Job A - List every field label that appears in the infobox of the Martin Bucer Seminary profile below.

Martin Bucer Seminary
- Motto: For the perfecting of the saints, for the work of the ministry, for the edifying of the body of Christ. (Eph 4:12)
- Type: Private
- Established: 1996
- President: Frank Hinkelmann
- Students: 350 (2017)
- Location: In Germany: Bonn, Berlin, Bielefeld, Munich, Pforzheim, Chemnitz, and Hamburg, in Finland: Helsinki, in Brazil: São Paulo, in Switzerland: Zurich, in the Czech Republic: Prague, in Turkey: Istanbul and İzmir, in Albania: Tirana, in India: Delhi, and in Portugal: Lisbon
- Website: www.bucer.org

= Martin Bucer Seminary =

European multinational evangelical theological seminary and research institute

The Martin Bucer Seminary is a European multinational evangelical theological seminary and research institute in the Protestant reformed tradition. The seminary is named after the reformer Martin Bucer.

Data shown -

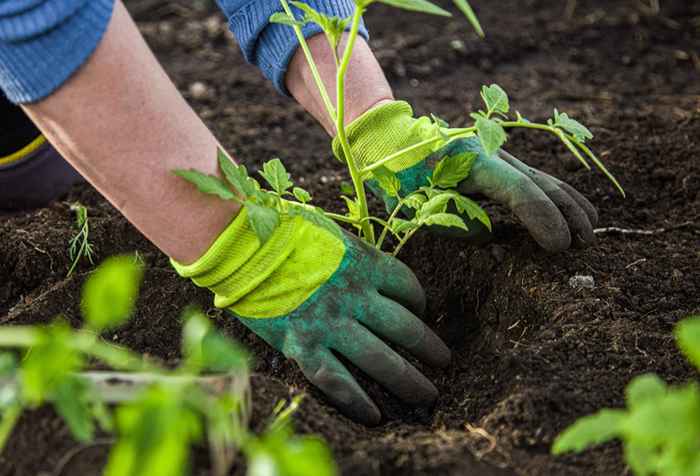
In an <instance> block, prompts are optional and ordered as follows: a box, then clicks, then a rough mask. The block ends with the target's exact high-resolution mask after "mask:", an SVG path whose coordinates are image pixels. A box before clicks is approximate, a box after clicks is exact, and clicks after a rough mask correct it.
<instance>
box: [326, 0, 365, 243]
mask: <svg viewBox="0 0 700 476" xmlns="http://www.w3.org/2000/svg"><path fill="white" fill-rule="evenodd" d="M363 13H364V9H363V8H360V7H359V6H358V7H356V8H355V13H354V14H353V17H352V26H351V27H350V35H349V36H348V41H347V44H346V45H345V51H343V59H342V60H341V62H340V66H339V68H338V71H337V74H336V98H337V101H336V102H337V104H336V118H335V128H336V132H337V134H338V141H339V142H340V146H341V148H342V149H343V155H344V156H345V160H346V162H347V164H348V170H349V171H350V177H351V178H352V183H353V186H354V187H355V195H356V196H357V204H358V208H359V212H360V220H363V219H364V218H365V217H368V216H369V209H368V206H367V194H366V192H365V184H364V181H363V180H362V174H361V173H360V169H359V167H358V166H357V163H356V162H355V158H354V157H353V154H352V151H351V149H350V143H349V142H348V138H347V134H346V132H345V74H346V72H347V69H348V66H349V64H350V57H351V56H352V50H353V47H354V46H355V41H356V40H357V33H358V31H359V29H360V22H361V21H362V14H363ZM360 226H361V227H362V234H363V235H364V237H365V239H366V240H367V241H369V242H370V243H371V244H374V243H375V239H374V228H373V227H372V224H371V223H370V222H369V221H364V222H361V225H360Z"/></svg>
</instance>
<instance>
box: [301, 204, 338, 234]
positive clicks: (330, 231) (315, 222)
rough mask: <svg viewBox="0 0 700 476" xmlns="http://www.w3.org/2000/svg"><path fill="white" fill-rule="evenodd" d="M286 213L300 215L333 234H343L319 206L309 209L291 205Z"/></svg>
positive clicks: (304, 207)
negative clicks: (291, 205) (323, 211)
mask: <svg viewBox="0 0 700 476" xmlns="http://www.w3.org/2000/svg"><path fill="white" fill-rule="evenodd" d="M288 213H289V216H300V217H302V218H303V219H304V220H306V221H308V222H310V223H313V224H314V225H316V226H318V227H320V228H323V229H324V230H326V231H328V232H330V233H332V234H333V236H336V237H341V236H342V234H343V232H342V230H341V229H340V227H339V226H338V224H337V223H336V222H334V221H333V220H331V219H330V218H328V217H327V216H326V214H325V213H323V210H321V209H320V208H314V209H309V208H308V207H300V206H293V207H290V208H289V212H288Z"/></svg>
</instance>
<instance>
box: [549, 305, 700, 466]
mask: <svg viewBox="0 0 700 476" xmlns="http://www.w3.org/2000/svg"><path fill="white" fill-rule="evenodd" d="M675 334H676V342H677V344H678V346H679V347H680V349H681V350H682V351H683V353H684V354H685V356H686V357H687V358H688V360H689V361H690V362H691V363H692V364H693V365H694V366H695V367H696V368H697V369H698V370H699V371H700V316H695V317H690V318H688V319H686V320H684V321H681V322H680V323H679V324H678V325H677V326H676V331H675ZM626 403H627V408H626V409H619V410H617V409H603V410H600V411H599V412H598V413H595V414H593V415H590V416H586V417H583V418H581V419H579V420H578V421H576V422H575V423H574V424H573V425H571V426H570V427H569V428H567V429H566V430H564V432H562V433H561V434H560V435H559V436H558V437H557V439H556V440H555V442H554V444H553V445H552V453H553V454H555V455H558V454H563V453H567V452H581V451H583V450H585V449H587V448H590V447H592V446H595V445H599V444H602V443H606V442H608V441H611V440H614V439H620V440H622V442H623V445H624V455H625V460H626V461H627V464H628V465H629V467H630V469H631V470H632V472H633V473H634V474H636V475H638V476H652V475H677V476H697V475H698V474H699V473H698V470H699V468H700V424H698V422H700V385H698V383H697V382H692V383H688V384H686V385H685V386H682V387H670V386H668V385H667V384H666V383H665V382H664V381H663V380H661V379H660V378H659V377H658V376H657V375H655V374H645V375H642V376H639V377H636V378H635V379H634V380H632V382H630V384H629V385H628V386H627V391H626Z"/></svg>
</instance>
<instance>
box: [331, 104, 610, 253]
mask: <svg viewBox="0 0 700 476" xmlns="http://www.w3.org/2000/svg"><path fill="white" fill-rule="evenodd" d="M347 132H348V140H349V142H350V146H351V149H352V151H353V155H354V156H355V159H356V160H358V161H359V162H360V163H361V164H362V165H363V166H367V165H370V164H373V163H375V162H377V161H379V160H381V159H383V158H384V157H387V156H389V155H391V154H392V153H394V152H397V151H399V150H401V149H404V148H406V147H409V146H411V145H414V144H417V143H419V142H422V141H424V140H426V139H429V138H431V137H434V136H435V126H434V124H433V122H432V121H431V120H430V118H427V117H421V118H417V119H416V118H414V117H413V110H412V109H411V107H410V106H409V105H408V103H406V102H403V101H392V102H389V103H385V104H382V105H380V106H377V107H375V108H372V109H370V110H369V111H367V112H366V113H365V114H363V115H362V116H360V117H359V118H357V119H356V120H355V121H353V122H352V123H351V124H350V125H349V126H348V128H347ZM437 144H439V143H437ZM436 147H439V145H438V146H435V145H426V146H425V147H421V148H417V149H415V150H414V151H412V152H411V153H409V154H407V155H404V156H402V157H399V158H398V159H396V160H394V161H390V162H389V163H387V164H386V166H387V168H389V169H390V170H392V171H393V172H395V173H396V174H397V176H398V178H399V180H400V181H401V194H402V195H407V194H409V193H411V192H413V191H415V190H416V189H418V188H419V187H421V186H424V185H428V179H429V178H430V177H431V175H432V167H433V165H434V163H435V162H436V161H437V159H440V158H442V157H445V156H452V155H457V154H459V153H460V152H465V151H470V152H476V153H478V154H479V155H478V158H477V159H476V161H475V162H474V165H473V167H472V170H471V173H470V175H469V176H468V177H467V178H466V179H465V180H464V181H462V182H461V183H460V184H459V185H458V187H457V190H458V191H459V192H460V193H462V194H465V195H469V194H482V195H485V196H486V197H488V198H490V199H492V200H495V201H497V202H499V203H502V204H504V205H506V206H507V207H509V208H510V210H512V212H513V213H514V214H515V215H516V216H517V217H518V218H519V219H520V220H521V221H522V223H523V224H524V225H525V226H526V227H527V229H528V230H529V232H530V234H531V235H532V237H533V238H534V239H535V241H537V243H539V244H540V246H542V247H543V248H544V249H546V250H549V251H562V250H565V249H567V248H569V247H570V246H571V243H572V239H573V241H574V242H575V243H576V244H578V245H582V246H585V245H589V244H592V243H593V242H594V241H595V235H594V234H593V227H594V226H595V225H596V224H597V222H598V214H597V212H596V209H595V207H593V205H591V203H590V202H589V201H588V200H587V199H586V198H585V197H583V195H581V194H580V193H579V192H578V191H576V190H575V189H574V188H573V187H571V186H570V185H568V184H566V183H564V182H562V181H561V180H559V179H557V178H555V177H552V176H550V175H547V174H545V173H543V172H541V171H539V170H537V169H535V168H532V167H529V166H527V165H525V164H524V163H522V162H521V161H519V160H518V159H516V158H515V157H513V156H512V155H510V154H508V153H507V152H505V151H503V150H500V151H499V152H498V153H497V154H496V155H495V156H494V157H488V156H487V155H486V153H485V152H484V150H483V148H482V147H481V143H480V141H479V139H478V138H477V137H474V136H472V137H467V138H458V139H454V140H452V141H451V142H449V143H448V144H447V145H444V146H442V147H441V148H439V149H437V150H436ZM333 149H334V151H335V153H336V155H338V156H342V151H341V147H340V144H339V142H338V140H337V138H336V139H335V140H334V141H333ZM372 189H373V190H374V191H375V192H378V193H379V194H380V195H382V196H383V198H384V200H385V202H387V205H388V206H391V204H392V199H390V198H388V197H386V196H385V195H383V194H382V192H381V190H378V189H377V187H372ZM466 221H467V226H468V227H469V230H470V236H472V237H477V236H479V235H481V234H483V233H485V232H486V231H487V230H486V228H485V227H484V226H483V225H482V224H481V223H480V222H478V221H476V220H471V221H470V220H468V219H467V220H466Z"/></svg>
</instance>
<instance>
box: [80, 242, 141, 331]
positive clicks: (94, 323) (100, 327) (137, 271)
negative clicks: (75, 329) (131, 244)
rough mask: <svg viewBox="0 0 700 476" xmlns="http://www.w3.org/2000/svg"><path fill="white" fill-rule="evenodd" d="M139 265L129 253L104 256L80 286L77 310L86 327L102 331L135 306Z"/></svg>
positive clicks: (126, 316) (110, 327)
mask: <svg viewBox="0 0 700 476" xmlns="http://www.w3.org/2000/svg"><path fill="white" fill-rule="evenodd" d="M142 277H143V268H142V267H141V266H139V265H138V264H137V263H136V262H134V260H133V258H132V257H131V256H126V255H123V256H115V257H111V258H107V259H106V260H105V261H104V262H103V263H102V264H101V265H100V266H98V267H97V269H96V270H95V272H94V273H92V275H90V277H89V278H88V280H87V282H86V283H85V286H84V288H83V297H82V300H81V310H82V313H83V317H85V320H86V322H87V324H88V325H89V326H90V328H92V329H94V330H95V331H98V332H99V331H102V330H104V329H107V328H112V327H116V326H119V325H120V324H122V323H124V322H125V321H126V320H128V319H129V318H130V317H131V314H132V313H133V312H134V307H135V306H136V298H137V297H138V294H139V286H140V284H141V279H142Z"/></svg>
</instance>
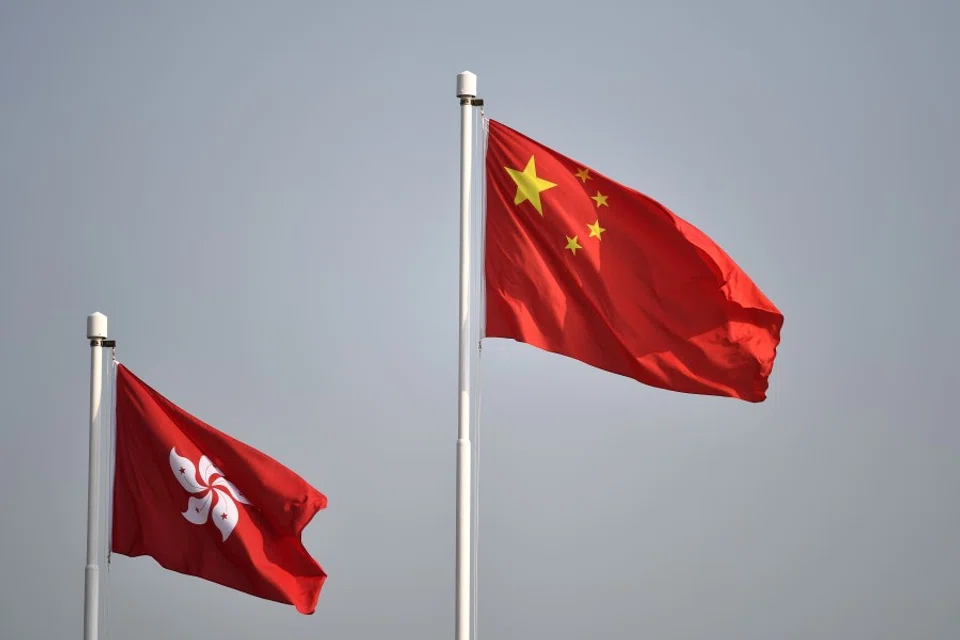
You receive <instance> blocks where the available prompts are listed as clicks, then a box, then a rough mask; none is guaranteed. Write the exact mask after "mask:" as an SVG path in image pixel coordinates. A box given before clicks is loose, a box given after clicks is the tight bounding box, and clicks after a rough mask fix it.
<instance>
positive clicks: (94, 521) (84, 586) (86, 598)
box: [83, 312, 107, 640]
mask: <svg viewBox="0 0 960 640" xmlns="http://www.w3.org/2000/svg"><path fill="white" fill-rule="evenodd" d="M87 338H88V339H89V340H90V464H89V469H88V474H89V475H88V484H87V568H86V572H85V578H86V582H85V584H84V592H83V638H84V640H97V635H98V622H99V620H98V619H97V618H98V614H99V602H100V568H99V567H98V566H97V556H98V551H99V544H100V540H99V534H100V397H101V391H102V388H103V346H104V342H105V340H106V339H107V316H105V315H103V314H102V313H100V312H97V313H93V314H90V315H89V316H87Z"/></svg>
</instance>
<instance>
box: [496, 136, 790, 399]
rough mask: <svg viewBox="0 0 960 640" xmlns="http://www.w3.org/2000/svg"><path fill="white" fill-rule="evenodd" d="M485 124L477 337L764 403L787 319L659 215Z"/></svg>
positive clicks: (705, 247) (717, 251)
mask: <svg viewBox="0 0 960 640" xmlns="http://www.w3.org/2000/svg"><path fill="white" fill-rule="evenodd" d="M489 124H490V128H489V137H488V141H487V157H486V173H487V176H486V178H487V211H486V216H487V217H486V238H485V247H486V248H485V256H484V258H485V275H486V332H485V335H486V336H487V337H491V338H511V339H513V340H517V341H519V342H524V343H527V344H530V345H533V346H536V347H539V348H541V349H544V350H546V351H551V352H554V353H558V354H562V355H565V356H568V357H571V358H575V359H577V360H580V361H582V362H585V363H587V364H590V365H593V366H595V367H598V368H600V369H604V370H606V371H610V372H613V373H617V374H620V375H624V376H628V377H630V378H634V379H636V380H638V381H640V382H642V383H645V384H648V385H651V386H654V387H660V388H663V389H669V390H672V391H680V392H685V393H696V394H705V395H718V396H730V397H734V398H740V399H742V400H746V401H749V402H762V401H763V400H764V399H765V398H766V391H767V387H768V378H769V376H770V373H771V371H772V369H773V361H774V358H775V357H776V351H777V346H778V344H779V342H780V329H781V327H782V325H783V315H781V313H780V311H778V310H777V308H776V307H775V306H774V305H773V303H772V302H770V300H768V299H767V297H766V296H765V295H764V294H763V293H762V292H761V291H760V289H759V288H757V286H756V285H755V284H754V283H753V282H752V281H751V280H750V278H749V276H747V274H746V273H744V272H743V271H742V270H741V269H740V268H739V267H738V266H737V264H736V263H735V262H734V261H733V260H732V259H731V258H730V257H729V256H727V254H726V253H724V252H723V250H722V249H720V247H718V246H717V245H716V244H715V243H714V242H713V241H712V240H710V239H709V238H708V237H707V236H706V235H704V234H703V233H702V232H701V231H699V230H698V229H697V228H696V227H694V226H693V225H691V224H689V223H688V222H685V221H684V220H682V219H680V218H679V217H678V216H676V215H675V214H673V213H672V212H671V211H669V210H668V209H667V208H666V207H664V206H663V205H661V204H660V203H658V202H656V201H654V200H652V199H651V198H648V197H647V196H645V195H643V194H641V193H639V192H637V191H635V190H633V189H631V188H629V187H626V186H624V185H621V184H619V183H617V182H614V181H613V180H610V179H609V178H606V177H605V176H603V175H601V174H599V173H597V172H595V171H594V170H592V169H590V168H589V167H586V166H585V165H583V164H580V163H578V162H576V161H574V160H571V159H570V158H567V157H566V156H563V155H561V154H559V153H557V152H556V151H553V150H552V149H548V148H547V147H545V146H543V145H542V144H540V143H538V142H536V141H534V140H531V139H530V138H528V137H526V136H524V135H523V134H521V133H518V132H517V131H514V130H513V129H510V128H509V127H507V126H505V125H503V124H500V123H499V122H495V121H490V123H489Z"/></svg>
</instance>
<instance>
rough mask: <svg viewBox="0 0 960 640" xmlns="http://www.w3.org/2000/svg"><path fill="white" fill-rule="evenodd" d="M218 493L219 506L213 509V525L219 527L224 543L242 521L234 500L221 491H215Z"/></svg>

Job B - Render everything in the listing as a numbered list, from its start down through the line containing "box: [326, 0, 365, 243]". Leave out blank lines and pictures.

Your solution A - Motto, Type, Established, President, Students, Location, Website

Your solution B -
1. In an <instance> block, prompts are optional and ordered as follows: a box, then clicks, then a rough mask. The block ends with the target's exact high-resolution mask after "mask:", an SVG path whose coordinates are image pixels. A box before clicks is approximate, a box after clicks is exact, and clicks after a rough mask correct it.
2. <instance>
3. box: [326, 0, 365, 243]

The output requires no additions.